| Text excerpt |
□ □ □ □ □ □ □

My brother gave me War on Terror, the boardgame for
Christmas. It’s a world domination game like Risk, but with the added feature that players employ terrorists as well
as conventional armies to attack each other. The real twist is that the
terrorists can and usually do end up turning against the player who recruited
them in the first place. As it says on the box, “Fight the terrorists. Fund the
terrorists. Be the terrorists.” The game is a razor-sharp satire of the world
according to Washington.
Barack Obama got War on Terror for Christmas too,
but, unlike me, he got the real thing. Every day, as the Obama presidency
begins, American weapons are blowing real people to bits -- men, women and
children -- all over the world.
The so-called surge in Iraq in 2007 and 2008 provided cover
for a massive escalation of U.S. air strikes. These were mostly in civilian
areas and therefore illegal under international law, as the U.N. Assistance
Mission in Iraq reminded U.S. officials. The climax of the campaign was 760 air
strikes between June and September 2007, but it continued at full force into
2008, with about 110 air strikes per month through at least the first half of
the year. In terms of devastation, Iraq remains the “central front in the War
on Terror,” with a million dead and 5 million refugees.
U.S. Central Command’s numbers on air strikes in Iraq don’t
include cannon or rocket fire by planes or helicopters, nor attacks by AC-130
Specter gunships operated by U.S. special forces. These modified cargo planes
are equipped with machine guns, howitzers and every weapon in between “to
provide surgical firepower or area saturation during extended loiter periods”
according to the U.S. Air Force web site. In other words, they cruise over and
around targets, pouring a torrent of bullets and shells into them for as long
as necessary to completely obliterate them. The United States has 13 of these
planes operating in Iraq, Afghanistan, Somalia and elsewhere. Incredibly, the
Air Force touts their value in “urban operations.”

□ □ □ □ □ □ □

| Provided material |
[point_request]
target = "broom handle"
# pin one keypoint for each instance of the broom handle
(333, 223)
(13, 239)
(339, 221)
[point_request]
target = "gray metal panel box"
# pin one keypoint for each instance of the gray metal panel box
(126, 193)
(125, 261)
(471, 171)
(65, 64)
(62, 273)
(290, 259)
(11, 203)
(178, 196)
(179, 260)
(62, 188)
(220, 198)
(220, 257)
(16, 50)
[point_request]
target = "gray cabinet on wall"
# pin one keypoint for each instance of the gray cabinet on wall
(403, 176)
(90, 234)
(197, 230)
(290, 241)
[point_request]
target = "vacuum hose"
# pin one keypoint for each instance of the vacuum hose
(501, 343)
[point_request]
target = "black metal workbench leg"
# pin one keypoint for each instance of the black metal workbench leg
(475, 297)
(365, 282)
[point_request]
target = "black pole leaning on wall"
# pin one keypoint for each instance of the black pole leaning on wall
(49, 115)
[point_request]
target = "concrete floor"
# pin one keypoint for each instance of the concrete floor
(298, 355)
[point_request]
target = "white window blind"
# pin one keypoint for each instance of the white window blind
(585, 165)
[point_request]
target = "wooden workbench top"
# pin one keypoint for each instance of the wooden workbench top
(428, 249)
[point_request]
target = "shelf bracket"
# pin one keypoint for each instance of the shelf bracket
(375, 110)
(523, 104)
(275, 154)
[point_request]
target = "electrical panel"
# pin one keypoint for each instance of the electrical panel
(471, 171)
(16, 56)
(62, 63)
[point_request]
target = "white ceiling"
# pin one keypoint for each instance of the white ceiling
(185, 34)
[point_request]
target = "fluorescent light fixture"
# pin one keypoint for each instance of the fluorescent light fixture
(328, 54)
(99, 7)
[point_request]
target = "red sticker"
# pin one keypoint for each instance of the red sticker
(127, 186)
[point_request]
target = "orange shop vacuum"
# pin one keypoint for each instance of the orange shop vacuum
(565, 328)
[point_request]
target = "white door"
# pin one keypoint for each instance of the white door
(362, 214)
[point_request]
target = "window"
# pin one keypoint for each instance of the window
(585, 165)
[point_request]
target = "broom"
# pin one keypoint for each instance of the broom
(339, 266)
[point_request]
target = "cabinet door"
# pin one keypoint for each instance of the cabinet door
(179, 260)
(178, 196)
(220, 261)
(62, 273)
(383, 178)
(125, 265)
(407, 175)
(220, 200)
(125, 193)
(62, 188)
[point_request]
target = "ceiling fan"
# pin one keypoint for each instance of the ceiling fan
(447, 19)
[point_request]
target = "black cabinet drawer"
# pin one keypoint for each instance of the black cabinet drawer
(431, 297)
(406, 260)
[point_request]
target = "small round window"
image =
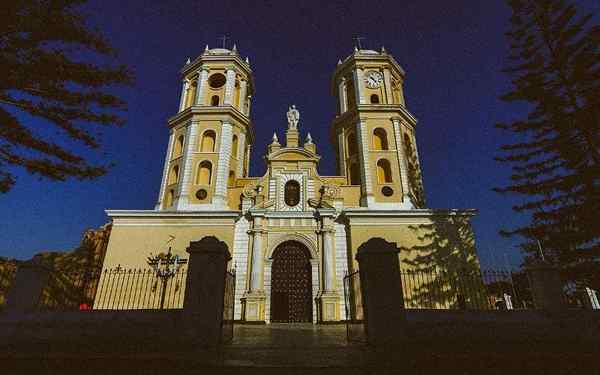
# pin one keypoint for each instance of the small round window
(292, 193)
(216, 81)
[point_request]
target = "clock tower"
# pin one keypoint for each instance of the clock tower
(373, 132)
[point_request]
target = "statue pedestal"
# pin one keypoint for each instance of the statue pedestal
(253, 306)
(328, 305)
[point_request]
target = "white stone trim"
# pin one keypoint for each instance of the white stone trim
(402, 161)
(202, 82)
(359, 83)
(220, 197)
(243, 94)
(184, 87)
(240, 155)
(363, 152)
(229, 86)
(342, 153)
(187, 167)
(163, 184)
(240, 260)
(341, 263)
(387, 80)
(267, 286)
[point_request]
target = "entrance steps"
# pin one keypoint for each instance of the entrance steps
(292, 345)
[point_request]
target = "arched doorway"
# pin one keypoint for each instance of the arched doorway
(291, 285)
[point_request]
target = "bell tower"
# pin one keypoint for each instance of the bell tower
(373, 132)
(210, 137)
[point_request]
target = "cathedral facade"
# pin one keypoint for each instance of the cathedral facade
(293, 234)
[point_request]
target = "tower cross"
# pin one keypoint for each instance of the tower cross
(358, 39)
(224, 39)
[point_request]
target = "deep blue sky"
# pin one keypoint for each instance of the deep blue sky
(452, 52)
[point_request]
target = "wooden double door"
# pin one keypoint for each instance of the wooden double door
(291, 284)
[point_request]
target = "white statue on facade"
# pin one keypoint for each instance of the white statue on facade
(293, 117)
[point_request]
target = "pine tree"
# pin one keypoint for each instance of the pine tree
(554, 65)
(47, 80)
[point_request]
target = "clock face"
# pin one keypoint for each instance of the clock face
(373, 79)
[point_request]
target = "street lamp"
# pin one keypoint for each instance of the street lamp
(165, 266)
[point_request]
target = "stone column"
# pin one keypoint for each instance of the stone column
(243, 94)
(402, 161)
(381, 289)
(202, 82)
(254, 299)
(186, 171)
(367, 198)
(220, 199)
(205, 287)
(342, 95)
(240, 155)
(163, 183)
(387, 80)
(546, 286)
(341, 153)
(229, 86)
(359, 86)
(24, 295)
(184, 87)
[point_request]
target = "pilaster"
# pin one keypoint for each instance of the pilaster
(402, 160)
(163, 183)
(220, 198)
(229, 86)
(184, 87)
(203, 81)
(367, 199)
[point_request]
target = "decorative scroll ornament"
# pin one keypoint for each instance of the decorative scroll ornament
(330, 191)
(293, 116)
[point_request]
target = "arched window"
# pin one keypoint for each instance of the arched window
(174, 175)
(292, 193)
(169, 198)
(204, 173)
(178, 150)
(234, 144)
(352, 145)
(208, 141)
(354, 174)
(191, 95)
(380, 139)
(384, 171)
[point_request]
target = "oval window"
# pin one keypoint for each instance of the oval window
(292, 193)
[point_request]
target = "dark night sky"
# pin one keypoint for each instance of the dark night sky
(452, 52)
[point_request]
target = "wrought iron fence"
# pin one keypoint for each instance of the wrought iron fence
(136, 289)
(7, 276)
(228, 307)
(69, 291)
(484, 290)
(355, 328)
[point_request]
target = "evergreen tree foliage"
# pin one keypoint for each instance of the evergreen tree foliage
(554, 65)
(47, 81)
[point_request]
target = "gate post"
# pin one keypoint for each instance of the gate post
(381, 288)
(205, 288)
(546, 286)
(30, 279)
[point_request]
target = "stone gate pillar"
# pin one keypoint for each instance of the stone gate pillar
(381, 288)
(546, 286)
(205, 288)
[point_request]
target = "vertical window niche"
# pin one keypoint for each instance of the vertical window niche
(204, 174)
(207, 143)
(380, 141)
(384, 171)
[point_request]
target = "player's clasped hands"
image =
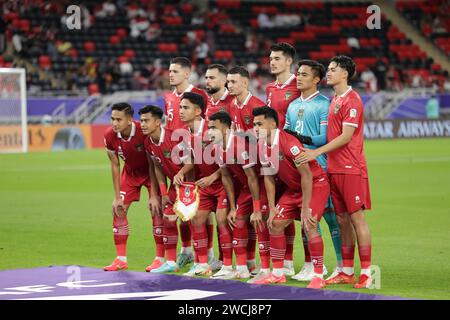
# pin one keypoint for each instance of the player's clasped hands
(257, 221)
(119, 208)
(232, 218)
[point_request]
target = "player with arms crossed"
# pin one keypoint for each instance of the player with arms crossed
(278, 96)
(125, 140)
(347, 170)
(180, 69)
(306, 194)
(213, 197)
(162, 149)
(308, 117)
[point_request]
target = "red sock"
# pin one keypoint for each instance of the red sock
(264, 246)
(251, 244)
(170, 239)
(225, 239)
(120, 231)
(240, 241)
(365, 255)
(277, 250)
(316, 248)
(305, 247)
(210, 230)
(185, 233)
(348, 256)
(219, 240)
(200, 237)
(158, 234)
(290, 237)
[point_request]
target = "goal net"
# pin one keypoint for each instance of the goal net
(13, 110)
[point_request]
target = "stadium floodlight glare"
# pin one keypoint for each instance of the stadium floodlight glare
(13, 110)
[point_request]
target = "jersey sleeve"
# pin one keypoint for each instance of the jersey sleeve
(108, 144)
(352, 113)
(321, 139)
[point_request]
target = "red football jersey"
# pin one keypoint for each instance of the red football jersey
(282, 163)
(223, 104)
(161, 151)
(347, 109)
(279, 96)
(172, 106)
(241, 115)
(131, 151)
(203, 152)
(236, 157)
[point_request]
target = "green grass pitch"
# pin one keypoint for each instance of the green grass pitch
(55, 209)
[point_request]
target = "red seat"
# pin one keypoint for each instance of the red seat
(45, 62)
(89, 46)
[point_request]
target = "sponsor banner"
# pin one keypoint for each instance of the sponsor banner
(79, 283)
(406, 129)
(46, 138)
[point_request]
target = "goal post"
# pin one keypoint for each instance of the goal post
(13, 110)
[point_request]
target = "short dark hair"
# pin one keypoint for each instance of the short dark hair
(222, 117)
(182, 61)
(220, 67)
(123, 106)
(241, 71)
(346, 63)
(154, 110)
(317, 68)
(195, 98)
(267, 112)
(287, 49)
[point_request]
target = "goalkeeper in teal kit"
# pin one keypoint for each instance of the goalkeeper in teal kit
(307, 117)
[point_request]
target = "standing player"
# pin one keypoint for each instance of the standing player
(307, 191)
(212, 194)
(244, 102)
(308, 117)
(278, 96)
(348, 170)
(241, 181)
(283, 91)
(220, 98)
(125, 140)
(160, 146)
(179, 71)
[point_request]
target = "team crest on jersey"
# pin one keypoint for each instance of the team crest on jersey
(139, 147)
(336, 108)
(287, 95)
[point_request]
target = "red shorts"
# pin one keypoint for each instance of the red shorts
(130, 186)
(244, 202)
(350, 193)
(168, 209)
(290, 203)
(213, 197)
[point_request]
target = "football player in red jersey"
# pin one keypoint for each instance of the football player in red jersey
(305, 197)
(179, 71)
(163, 150)
(212, 194)
(281, 92)
(246, 194)
(220, 98)
(244, 102)
(124, 139)
(347, 169)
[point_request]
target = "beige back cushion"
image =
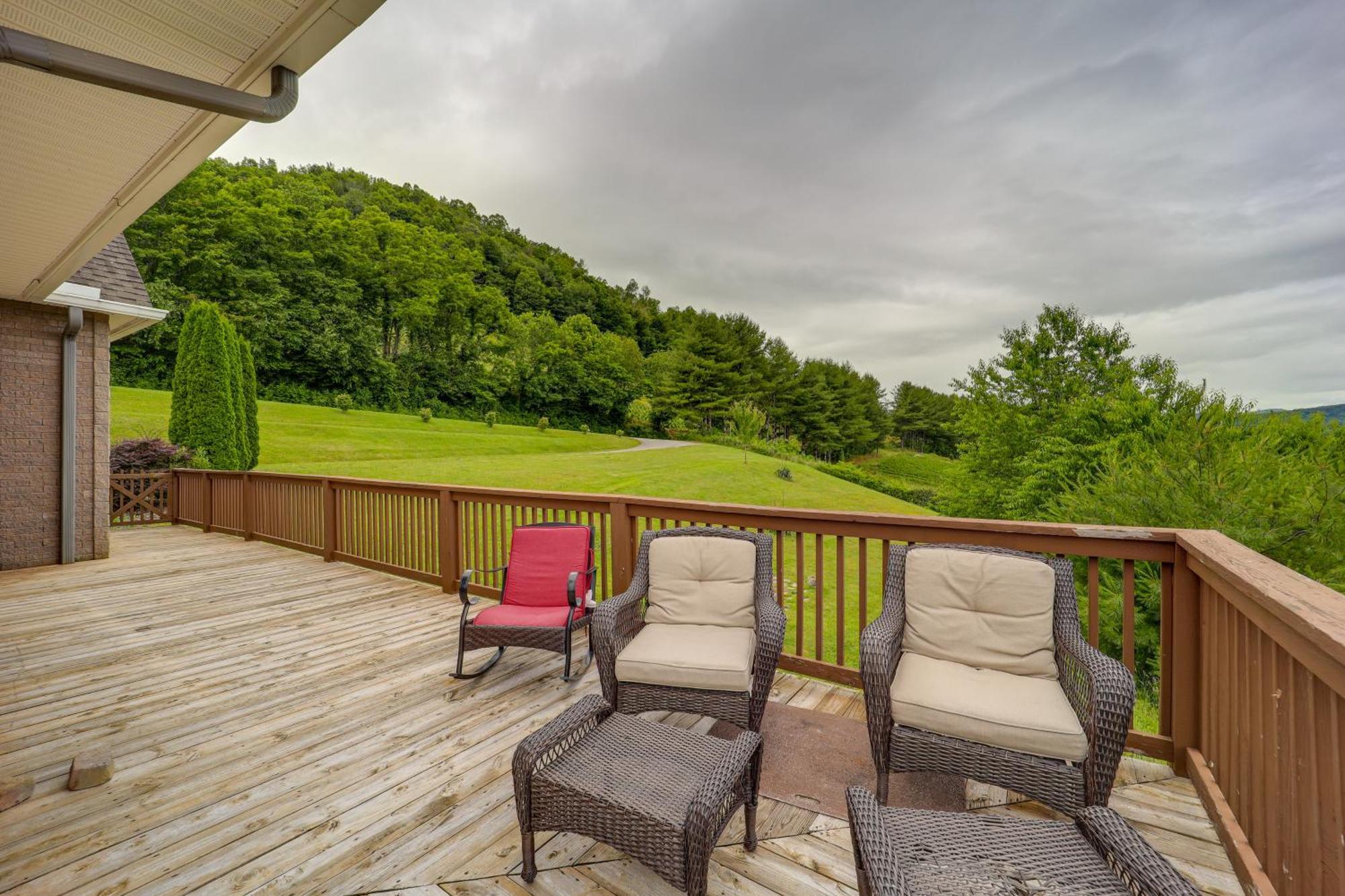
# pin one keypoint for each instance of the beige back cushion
(981, 610)
(701, 580)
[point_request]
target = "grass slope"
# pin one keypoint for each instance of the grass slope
(381, 446)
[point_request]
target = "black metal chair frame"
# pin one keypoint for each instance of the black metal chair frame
(553, 638)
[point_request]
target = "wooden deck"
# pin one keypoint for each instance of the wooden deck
(286, 725)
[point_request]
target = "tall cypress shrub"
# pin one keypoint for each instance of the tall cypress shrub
(251, 404)
(205, 409)
(236, 384)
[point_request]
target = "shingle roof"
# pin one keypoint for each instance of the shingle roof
(115, 272)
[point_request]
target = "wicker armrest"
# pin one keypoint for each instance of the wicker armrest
(880, 649)
(548, 743)
(875, 852)
(770, 633)
(1139, 864)
(617, 622)
(1102, 692)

□ □ □ □ □ □ □

| Directives |
[1] Answer these about the commentary on the War on Terror:
(a) What did the writer receive from a brother for Christmas?
(b) How many air strikes were carried out in Iraq between June and September 2007?
(c) How many AC-130 Specter gunships does the United States have operating in Iraq, Afghanistan, Somalia and elsewhere?
[2] Resume the commentary on the War on Terror after its final sentence.
The records aren't needed for anything here.

| Responses |
[1]
(a) War on Terror, the boardgame.
(b) 760.
(c) 13.

[2]
It was a Specter gunship that killed 90 civilians at
Azizabad in Afghanistan in August 2008, according to U.N. and local officials. The
U.S. initially denied killing civilians in that attack, but was forced to admit
it had killed at least 33 civilians after American officials and journalists
were confronted with cell phone video footage of the bodies of dead children. In
Afghanistan, in the first week of the Obama administration, another American Special
Forces attack killed 16 civilians in Garoosh in Laghman province, resulting in
demonstrations in Kabul and an official protest by President Karzai. According
to figures released by the U.N. Assistance Mission in Afghanistan, the U.S. and
its allies killed at least 472 civilians in 2007 and 577 in the first eight
months of 2008. Considering the geography of Afghanistan and based on the
results of studies in other war-zones, these numbers from passive reporting
probably represent only 5 percent to 20 percent of the actual number of
civilians killed.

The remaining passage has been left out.